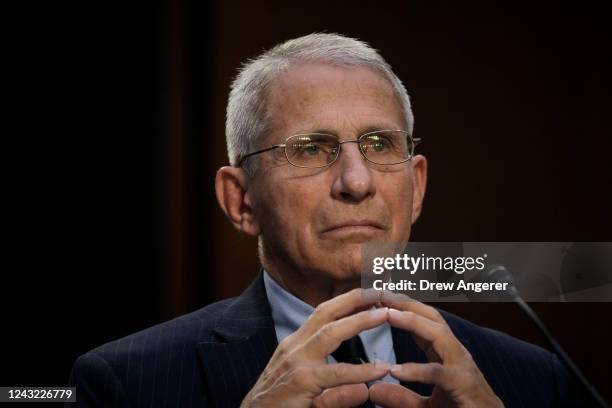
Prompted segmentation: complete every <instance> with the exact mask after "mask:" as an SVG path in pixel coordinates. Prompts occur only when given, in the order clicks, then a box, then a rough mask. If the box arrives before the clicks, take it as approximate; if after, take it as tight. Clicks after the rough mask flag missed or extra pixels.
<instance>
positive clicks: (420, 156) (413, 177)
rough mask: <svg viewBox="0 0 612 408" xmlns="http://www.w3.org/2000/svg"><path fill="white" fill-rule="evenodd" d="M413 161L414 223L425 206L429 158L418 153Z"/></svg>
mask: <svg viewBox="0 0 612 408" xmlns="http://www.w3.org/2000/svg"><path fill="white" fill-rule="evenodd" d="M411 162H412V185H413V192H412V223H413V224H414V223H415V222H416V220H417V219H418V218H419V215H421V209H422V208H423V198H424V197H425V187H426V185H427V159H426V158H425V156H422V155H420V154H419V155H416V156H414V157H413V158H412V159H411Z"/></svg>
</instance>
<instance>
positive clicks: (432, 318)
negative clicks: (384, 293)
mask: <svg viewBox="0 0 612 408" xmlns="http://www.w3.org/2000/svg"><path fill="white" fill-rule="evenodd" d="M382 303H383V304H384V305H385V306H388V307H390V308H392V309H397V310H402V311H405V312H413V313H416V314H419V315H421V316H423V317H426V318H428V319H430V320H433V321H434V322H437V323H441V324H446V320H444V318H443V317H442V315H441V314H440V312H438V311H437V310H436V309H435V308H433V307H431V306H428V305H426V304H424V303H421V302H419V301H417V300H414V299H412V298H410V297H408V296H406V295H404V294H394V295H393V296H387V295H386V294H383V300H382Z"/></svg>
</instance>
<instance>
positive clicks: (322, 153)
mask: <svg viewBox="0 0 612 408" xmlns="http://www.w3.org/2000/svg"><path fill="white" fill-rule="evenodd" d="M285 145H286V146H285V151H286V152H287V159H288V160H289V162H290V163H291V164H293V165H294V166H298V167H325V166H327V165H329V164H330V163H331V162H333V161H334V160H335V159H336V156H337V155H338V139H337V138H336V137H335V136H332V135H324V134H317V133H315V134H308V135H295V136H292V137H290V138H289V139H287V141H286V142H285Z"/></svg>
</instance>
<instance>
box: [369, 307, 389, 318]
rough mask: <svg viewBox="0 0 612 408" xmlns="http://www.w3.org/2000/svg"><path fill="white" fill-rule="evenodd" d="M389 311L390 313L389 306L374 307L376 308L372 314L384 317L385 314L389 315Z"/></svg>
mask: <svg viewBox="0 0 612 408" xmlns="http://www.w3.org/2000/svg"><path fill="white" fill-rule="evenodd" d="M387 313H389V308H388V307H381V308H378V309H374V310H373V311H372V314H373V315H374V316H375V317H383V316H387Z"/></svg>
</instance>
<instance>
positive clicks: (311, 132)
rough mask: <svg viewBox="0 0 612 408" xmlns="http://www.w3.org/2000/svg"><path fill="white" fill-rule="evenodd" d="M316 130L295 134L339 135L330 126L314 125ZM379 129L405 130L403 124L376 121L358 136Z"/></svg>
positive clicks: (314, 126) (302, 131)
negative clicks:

**Aim of the task:**
Exactly reproduce each record, leaving out any pictures.

**Answer section:**
Prompted segmentation: complete every <instance> with the exact mask after "mask:" as an SVG path in pixel coordinates. Prompts occur only when given, in the order clicks, then a box, then a rough mask. If the box arrives before the clicks, take it as approximate; if after, take it as tight. Clicks after the rough mask flag missed or extra pixels.
<instance>
positive clicks: (420, 156) (413, 177)
rough mask: <svg viewBox="0 0 612 408" xmlns="http://www.w3.org/2000/svg"><path fill="white" fill-rule="evenodd" d="M413 161L414 223L425 206L429 158L418 153Z"/></svg>
mask: <svg viewBox="0 0 612 408" xmlns="http://www.w3.org/2000/svg"><path fill="white" fill-rule="evenodd" d="M411 162H412V185H413V192H412V223H413V224H414V223H415V222H416V220H417V219H418V218H419V215H421V209H422V208H423V198H424V197H425V187H426V185H427V159H426V158H425V156H422V155H420V154H419V155H416V156H414V157H413V158H412V159H411Z"/></svg>
</instance>
<instance>
positive clicks: (432, 318)
negative clicks: (384, 293)
mask: <svg viewBox="0 0 612 408" xmlns="http://www.w3.org/2000/svg"><path fill="white" fill-rule="evenodd" d="M382 303H383V304H384V305H385V306H388V307H390V308H392V309H397V310H402V311H405V312H413V313H416V314H419V315H421V316H423V317H426V318H428V319H430V320H433V321H434V322H437V323H441V324H446V320H444V318H443V317H442V315H441V314H440V312H438V311H437V310H436V309H435V308H433V307H431V306H428V305H426V304H424V303H421V302H419V301H417V300H414V299H412V298H410V297H408V296H406V295H404V294H394V295H393V296H387V295H386V294H383V300H382Z"/></svg>
</instance>
<instance>
positive clicks: (322, 153)
mask: <svg viewBox="0 0 612 408" xmlns="http://www.w3.org/2000/svg"><path fill="white" fill-rule="evenodd" d="M285 145H286V146H285V151H286V152H287V159H288V160H289V162H290V163H291V164H293V165H294V166H298V167H325V166H327V165H329V164H330V163H331V162H333V161H334V160H335V159H336V156H337V155H338V139H337V138H336V137H335V136H332V135H324V134H317V133H315V134H308V135H295V136H292V137H290V138H289V139H287V141H286V142H285Z"/></svg>
</instance>
<instance>
box: [369, 307, 389, 318]
rough mask: <svg viewBox="0 0 612 408" xmlns="http://www.w3.org/2000/svg"><path fill="white" fill-rule="evenodd" d="M389 311L390 313L389 306L374 307L376 308L372 314L384 317L385 314L389 315Z"/></svg>
mask: <svg viewBox="0 0 612 408" xmlns="http://www.w3.org/2000/svg"><path fill="white" fill-rule="evenodd" d="M387 313H389V308H388V307H381V308H378V309H374V310H373V311H372V314H373V315H374V316H375V317H383V316H387Z"/></svg>
</instance>
<instance>
positive clicks: (311, 132)
rough mask: <svg viewBox="0 0 612 408" xmlns="http://www.w3.org/2000/svg"><path fill="white" fill-rule="evenodd" d="M316 130L295 134L339 135L330 126L314 125ZM379 129L405 130L403 124L376 121L358 136Z"/></svg>
positive clicks: (314, 126) (302, 131)
negative clicks:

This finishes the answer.